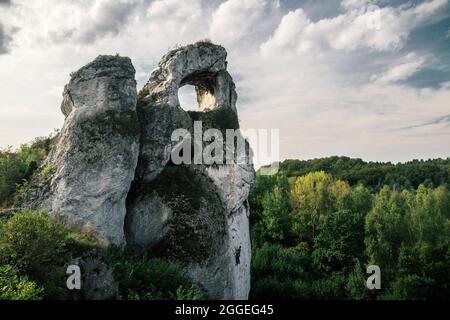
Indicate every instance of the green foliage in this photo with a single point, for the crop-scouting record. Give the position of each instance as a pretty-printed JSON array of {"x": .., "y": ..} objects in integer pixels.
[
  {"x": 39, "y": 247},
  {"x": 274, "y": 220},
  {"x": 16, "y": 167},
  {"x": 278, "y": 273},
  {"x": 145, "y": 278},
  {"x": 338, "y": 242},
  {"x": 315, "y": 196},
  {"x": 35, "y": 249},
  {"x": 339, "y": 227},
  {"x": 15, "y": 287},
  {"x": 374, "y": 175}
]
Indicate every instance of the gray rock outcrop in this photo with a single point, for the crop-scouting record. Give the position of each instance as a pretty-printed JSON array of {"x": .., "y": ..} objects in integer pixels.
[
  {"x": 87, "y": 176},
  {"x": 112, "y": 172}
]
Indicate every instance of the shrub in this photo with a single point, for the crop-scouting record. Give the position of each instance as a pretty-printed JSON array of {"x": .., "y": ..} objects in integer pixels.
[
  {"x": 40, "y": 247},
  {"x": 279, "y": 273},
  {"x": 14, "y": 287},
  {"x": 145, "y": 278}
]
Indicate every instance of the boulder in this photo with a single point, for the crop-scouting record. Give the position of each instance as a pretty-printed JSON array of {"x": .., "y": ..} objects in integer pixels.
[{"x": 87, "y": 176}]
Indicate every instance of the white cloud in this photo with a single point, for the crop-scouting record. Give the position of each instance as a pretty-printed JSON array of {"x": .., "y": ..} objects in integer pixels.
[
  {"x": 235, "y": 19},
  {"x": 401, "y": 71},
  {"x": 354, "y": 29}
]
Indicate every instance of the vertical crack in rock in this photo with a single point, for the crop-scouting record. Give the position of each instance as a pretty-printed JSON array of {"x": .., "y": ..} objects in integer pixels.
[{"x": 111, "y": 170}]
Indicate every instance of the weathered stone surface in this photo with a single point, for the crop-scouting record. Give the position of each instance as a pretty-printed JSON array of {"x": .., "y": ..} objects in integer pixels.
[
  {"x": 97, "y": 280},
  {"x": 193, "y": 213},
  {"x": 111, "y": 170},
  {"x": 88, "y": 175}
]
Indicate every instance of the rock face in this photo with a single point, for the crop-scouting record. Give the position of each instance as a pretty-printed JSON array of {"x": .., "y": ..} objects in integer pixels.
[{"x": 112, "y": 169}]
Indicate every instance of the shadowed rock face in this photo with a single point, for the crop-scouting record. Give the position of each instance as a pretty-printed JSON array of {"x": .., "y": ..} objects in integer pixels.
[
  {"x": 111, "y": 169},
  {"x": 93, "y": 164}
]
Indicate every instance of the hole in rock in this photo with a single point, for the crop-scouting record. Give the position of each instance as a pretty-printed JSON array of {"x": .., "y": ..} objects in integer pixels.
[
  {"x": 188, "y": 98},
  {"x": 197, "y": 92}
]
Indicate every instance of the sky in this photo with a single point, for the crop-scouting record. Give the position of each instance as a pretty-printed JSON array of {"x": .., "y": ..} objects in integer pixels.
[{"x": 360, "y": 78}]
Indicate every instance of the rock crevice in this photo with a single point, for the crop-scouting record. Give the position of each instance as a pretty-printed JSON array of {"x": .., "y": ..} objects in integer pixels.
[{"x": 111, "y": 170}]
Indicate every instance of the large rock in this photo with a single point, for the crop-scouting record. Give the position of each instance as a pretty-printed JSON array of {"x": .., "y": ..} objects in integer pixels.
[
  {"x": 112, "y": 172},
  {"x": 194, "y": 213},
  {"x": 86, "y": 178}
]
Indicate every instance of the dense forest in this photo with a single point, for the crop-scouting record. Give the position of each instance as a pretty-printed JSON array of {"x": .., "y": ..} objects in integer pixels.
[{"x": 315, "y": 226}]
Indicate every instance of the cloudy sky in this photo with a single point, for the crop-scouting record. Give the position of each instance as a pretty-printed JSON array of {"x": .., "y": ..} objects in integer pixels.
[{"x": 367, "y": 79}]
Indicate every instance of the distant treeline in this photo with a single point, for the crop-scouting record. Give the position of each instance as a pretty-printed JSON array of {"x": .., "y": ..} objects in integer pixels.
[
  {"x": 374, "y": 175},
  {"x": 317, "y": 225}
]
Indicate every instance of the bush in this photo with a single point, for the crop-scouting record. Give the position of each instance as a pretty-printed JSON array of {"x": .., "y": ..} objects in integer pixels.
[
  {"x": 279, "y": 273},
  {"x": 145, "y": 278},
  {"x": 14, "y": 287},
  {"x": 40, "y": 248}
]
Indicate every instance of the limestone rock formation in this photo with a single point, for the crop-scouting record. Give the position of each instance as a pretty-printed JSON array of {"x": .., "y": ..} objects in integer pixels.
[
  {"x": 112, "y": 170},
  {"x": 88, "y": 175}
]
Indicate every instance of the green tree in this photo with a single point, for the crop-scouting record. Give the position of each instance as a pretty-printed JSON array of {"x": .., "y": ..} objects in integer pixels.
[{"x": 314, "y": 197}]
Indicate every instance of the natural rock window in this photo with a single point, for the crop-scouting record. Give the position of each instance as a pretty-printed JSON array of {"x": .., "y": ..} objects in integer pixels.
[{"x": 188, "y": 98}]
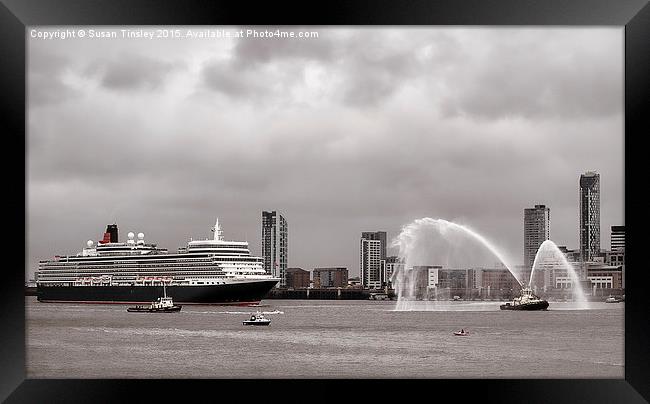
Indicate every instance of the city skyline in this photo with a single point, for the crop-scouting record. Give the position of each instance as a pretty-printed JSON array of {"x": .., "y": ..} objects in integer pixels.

************

**What the task requires**
In the listing above, find the line containing "Indicate every instance of the natural" and restate it and every later line verbatim, with the pictures left out.

**Output for this task**
Indicate every instance of the natural rock window in this photo with a single point, for the crop-scouting record. Give the position of each instance as a pretty-printed JSON array of {"x": .., "y": ..} objects in integer pixels.
[{"x": 188, "y": 98}]
Indicate every instance of the city skyline in this photo with a single point, for the crop-scouting record. Give the position of each instance as a pretty-printed JSON array of {"x": .., "y": ..} objects in integer pixels.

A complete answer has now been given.